Copy the entries below exactly, but only from the line containing "Task: place one point on each instance of the grass" through the final line.

Records drawn from a dataset:
[Start of Attachment]

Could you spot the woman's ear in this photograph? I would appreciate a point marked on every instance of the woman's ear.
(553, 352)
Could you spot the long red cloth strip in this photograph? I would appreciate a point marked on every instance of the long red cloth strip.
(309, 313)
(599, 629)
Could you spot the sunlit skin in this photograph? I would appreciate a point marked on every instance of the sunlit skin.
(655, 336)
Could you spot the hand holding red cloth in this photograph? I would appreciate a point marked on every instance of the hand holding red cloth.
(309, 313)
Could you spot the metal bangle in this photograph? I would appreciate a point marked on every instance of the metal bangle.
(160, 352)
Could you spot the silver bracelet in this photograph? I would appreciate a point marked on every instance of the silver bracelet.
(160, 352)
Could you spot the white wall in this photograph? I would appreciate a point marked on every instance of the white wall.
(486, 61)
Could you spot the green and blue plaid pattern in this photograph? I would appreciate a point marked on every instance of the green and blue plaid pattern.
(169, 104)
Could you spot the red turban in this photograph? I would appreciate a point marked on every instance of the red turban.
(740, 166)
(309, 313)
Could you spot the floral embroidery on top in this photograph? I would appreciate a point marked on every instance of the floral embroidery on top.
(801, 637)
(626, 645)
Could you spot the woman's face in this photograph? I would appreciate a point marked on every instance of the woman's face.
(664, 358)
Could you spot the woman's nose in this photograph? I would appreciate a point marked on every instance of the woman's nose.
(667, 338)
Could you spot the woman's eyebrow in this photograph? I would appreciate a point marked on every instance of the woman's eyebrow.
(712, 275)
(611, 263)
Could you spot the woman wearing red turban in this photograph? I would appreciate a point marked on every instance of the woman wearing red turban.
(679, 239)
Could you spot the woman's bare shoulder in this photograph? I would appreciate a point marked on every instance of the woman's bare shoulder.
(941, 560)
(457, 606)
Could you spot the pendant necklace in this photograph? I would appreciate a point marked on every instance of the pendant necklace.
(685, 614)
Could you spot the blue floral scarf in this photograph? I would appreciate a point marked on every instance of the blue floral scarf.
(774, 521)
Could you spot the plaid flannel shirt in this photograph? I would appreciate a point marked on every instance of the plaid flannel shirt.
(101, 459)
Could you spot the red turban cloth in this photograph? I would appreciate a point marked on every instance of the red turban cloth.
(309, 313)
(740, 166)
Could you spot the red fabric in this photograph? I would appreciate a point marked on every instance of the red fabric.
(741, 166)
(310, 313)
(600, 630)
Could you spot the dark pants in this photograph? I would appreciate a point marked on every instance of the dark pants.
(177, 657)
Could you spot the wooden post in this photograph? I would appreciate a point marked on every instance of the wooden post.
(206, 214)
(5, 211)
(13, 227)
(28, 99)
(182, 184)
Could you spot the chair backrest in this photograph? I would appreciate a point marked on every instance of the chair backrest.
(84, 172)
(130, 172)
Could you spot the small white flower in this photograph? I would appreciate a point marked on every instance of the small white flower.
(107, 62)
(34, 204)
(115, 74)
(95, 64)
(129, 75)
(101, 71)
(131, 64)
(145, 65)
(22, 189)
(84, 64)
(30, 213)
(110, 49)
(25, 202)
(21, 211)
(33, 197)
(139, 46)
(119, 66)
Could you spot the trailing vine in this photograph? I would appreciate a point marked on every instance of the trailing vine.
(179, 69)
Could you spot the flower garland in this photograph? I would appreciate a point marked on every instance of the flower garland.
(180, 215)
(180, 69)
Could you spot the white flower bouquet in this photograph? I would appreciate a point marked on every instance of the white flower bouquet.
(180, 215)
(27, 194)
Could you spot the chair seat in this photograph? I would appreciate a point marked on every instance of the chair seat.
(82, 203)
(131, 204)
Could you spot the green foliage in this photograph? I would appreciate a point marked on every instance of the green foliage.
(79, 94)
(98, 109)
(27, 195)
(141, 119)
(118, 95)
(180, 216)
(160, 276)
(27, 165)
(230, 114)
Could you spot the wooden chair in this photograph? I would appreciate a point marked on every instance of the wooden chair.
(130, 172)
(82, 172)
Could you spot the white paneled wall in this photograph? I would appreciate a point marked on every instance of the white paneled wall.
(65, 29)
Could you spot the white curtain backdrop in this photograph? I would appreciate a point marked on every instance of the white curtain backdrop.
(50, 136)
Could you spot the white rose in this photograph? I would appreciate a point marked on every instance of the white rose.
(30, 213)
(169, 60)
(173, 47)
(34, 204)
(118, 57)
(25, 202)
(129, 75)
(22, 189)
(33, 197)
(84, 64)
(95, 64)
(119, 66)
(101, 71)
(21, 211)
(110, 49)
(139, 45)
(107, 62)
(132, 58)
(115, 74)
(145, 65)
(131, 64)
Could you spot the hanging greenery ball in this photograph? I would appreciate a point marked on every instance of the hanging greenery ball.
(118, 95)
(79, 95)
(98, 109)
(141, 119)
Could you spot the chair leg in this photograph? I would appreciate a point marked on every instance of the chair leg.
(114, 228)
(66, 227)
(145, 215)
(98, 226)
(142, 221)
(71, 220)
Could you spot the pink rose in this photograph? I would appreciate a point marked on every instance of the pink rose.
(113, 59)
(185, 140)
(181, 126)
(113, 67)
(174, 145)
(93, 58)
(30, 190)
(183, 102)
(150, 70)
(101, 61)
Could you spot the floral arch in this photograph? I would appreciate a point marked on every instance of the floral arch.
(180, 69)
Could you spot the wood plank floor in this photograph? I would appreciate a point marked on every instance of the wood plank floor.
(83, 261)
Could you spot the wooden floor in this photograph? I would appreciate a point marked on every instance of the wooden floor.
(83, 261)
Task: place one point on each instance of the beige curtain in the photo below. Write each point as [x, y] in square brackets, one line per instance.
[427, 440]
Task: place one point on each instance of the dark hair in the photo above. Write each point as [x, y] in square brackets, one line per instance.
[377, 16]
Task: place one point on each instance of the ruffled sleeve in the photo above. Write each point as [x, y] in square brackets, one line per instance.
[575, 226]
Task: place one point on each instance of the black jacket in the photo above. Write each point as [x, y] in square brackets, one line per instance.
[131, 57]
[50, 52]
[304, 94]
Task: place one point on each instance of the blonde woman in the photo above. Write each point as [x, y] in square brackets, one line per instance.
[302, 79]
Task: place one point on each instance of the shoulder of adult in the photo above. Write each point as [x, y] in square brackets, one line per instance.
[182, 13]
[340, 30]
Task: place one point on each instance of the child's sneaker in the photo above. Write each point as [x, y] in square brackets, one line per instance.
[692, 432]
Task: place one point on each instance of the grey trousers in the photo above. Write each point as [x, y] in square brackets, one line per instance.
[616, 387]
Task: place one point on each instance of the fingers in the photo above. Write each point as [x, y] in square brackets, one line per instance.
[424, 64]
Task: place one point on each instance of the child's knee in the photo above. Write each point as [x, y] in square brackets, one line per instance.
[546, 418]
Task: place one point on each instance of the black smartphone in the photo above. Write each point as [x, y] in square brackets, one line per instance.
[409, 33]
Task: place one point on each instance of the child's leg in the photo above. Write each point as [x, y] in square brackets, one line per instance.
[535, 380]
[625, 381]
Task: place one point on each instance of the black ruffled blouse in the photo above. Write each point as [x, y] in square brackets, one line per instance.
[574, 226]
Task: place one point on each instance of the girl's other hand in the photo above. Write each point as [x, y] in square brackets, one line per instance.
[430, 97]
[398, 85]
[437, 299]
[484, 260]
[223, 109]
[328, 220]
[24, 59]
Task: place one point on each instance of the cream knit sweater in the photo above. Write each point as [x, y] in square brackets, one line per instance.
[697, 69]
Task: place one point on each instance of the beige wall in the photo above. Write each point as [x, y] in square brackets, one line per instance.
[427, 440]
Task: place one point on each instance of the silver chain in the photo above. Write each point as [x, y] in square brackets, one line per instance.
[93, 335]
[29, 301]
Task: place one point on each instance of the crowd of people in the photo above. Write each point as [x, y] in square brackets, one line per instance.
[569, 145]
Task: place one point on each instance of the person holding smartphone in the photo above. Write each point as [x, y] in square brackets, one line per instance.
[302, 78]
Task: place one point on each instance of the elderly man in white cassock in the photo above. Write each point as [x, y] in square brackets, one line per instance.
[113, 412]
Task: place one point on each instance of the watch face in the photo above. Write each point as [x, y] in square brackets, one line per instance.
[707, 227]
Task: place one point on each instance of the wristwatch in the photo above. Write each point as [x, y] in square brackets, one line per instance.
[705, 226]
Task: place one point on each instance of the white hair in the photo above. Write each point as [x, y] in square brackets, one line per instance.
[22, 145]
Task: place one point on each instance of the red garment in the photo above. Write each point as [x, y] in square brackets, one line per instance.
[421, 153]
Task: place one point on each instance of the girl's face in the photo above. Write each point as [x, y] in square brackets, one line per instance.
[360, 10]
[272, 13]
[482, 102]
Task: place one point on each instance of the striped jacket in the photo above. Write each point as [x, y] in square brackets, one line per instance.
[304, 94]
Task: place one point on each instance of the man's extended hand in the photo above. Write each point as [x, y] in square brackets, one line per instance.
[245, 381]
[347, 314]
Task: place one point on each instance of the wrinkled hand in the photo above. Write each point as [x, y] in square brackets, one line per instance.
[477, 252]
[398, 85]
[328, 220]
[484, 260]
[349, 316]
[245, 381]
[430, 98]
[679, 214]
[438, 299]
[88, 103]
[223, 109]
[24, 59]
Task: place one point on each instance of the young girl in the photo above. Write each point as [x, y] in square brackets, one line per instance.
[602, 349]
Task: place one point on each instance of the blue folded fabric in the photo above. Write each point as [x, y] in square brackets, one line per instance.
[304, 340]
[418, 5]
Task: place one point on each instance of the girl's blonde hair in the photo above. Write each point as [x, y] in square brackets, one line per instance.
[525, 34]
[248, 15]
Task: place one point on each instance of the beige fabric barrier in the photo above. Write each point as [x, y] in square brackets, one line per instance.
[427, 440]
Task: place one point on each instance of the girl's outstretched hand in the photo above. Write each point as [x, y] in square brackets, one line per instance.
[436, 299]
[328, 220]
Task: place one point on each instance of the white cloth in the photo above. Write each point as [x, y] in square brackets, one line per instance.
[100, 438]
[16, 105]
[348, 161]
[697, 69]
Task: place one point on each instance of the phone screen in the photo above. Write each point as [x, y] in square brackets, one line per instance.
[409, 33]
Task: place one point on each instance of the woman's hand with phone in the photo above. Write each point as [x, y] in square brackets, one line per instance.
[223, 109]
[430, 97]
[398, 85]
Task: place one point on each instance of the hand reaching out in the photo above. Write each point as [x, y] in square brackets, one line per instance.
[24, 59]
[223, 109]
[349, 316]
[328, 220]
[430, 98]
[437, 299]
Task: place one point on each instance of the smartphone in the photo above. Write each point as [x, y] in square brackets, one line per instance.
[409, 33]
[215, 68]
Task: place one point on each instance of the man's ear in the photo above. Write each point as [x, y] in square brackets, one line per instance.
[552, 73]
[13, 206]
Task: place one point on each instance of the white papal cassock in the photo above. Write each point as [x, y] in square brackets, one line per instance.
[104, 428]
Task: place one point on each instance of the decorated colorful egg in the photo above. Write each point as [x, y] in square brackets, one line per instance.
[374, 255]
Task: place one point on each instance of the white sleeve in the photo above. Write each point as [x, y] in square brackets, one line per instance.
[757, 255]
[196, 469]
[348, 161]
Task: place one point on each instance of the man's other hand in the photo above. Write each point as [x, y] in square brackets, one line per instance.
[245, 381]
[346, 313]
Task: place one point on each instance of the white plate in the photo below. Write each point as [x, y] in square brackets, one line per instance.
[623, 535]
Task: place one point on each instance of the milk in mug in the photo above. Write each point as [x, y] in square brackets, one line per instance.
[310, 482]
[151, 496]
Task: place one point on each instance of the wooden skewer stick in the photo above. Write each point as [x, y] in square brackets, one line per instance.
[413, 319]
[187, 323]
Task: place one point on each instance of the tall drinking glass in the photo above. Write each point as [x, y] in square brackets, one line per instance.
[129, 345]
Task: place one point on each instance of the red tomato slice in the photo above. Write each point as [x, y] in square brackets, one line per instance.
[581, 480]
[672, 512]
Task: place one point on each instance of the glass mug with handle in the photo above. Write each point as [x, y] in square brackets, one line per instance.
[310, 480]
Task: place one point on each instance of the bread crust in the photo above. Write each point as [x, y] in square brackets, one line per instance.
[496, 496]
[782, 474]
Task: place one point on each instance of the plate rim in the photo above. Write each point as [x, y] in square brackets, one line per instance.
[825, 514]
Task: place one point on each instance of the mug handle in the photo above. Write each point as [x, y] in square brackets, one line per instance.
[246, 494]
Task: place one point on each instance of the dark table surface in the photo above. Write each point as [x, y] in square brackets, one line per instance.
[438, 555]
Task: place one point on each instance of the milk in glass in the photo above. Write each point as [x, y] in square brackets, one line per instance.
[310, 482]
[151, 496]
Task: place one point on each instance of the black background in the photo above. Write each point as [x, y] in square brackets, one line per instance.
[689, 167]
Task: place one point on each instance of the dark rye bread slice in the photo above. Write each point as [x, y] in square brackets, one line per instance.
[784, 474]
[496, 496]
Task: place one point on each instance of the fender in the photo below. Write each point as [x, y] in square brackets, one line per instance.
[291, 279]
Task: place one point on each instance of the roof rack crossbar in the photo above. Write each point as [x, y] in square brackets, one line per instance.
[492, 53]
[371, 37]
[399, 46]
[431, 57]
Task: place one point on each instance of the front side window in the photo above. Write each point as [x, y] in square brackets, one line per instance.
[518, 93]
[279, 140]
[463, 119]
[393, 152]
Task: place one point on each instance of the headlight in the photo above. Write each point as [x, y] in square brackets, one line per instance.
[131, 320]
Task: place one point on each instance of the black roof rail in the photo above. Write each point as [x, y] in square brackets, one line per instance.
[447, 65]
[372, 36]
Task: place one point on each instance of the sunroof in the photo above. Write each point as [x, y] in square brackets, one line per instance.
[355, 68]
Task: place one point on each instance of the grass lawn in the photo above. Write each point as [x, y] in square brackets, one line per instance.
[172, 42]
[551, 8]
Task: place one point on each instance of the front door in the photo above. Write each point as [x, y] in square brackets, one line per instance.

[End of Attachment]

RESULT OF THIS TASK:
Task: place one point on each instance of the grass lawn in the photo above. Write each point as [x, y] in square brackets, one line per instance.
[172, 42]
[551, 8]
Task: place one point on each instance of the front door in the photo above. Write each point as [x, y] in square brackets, one line per instance.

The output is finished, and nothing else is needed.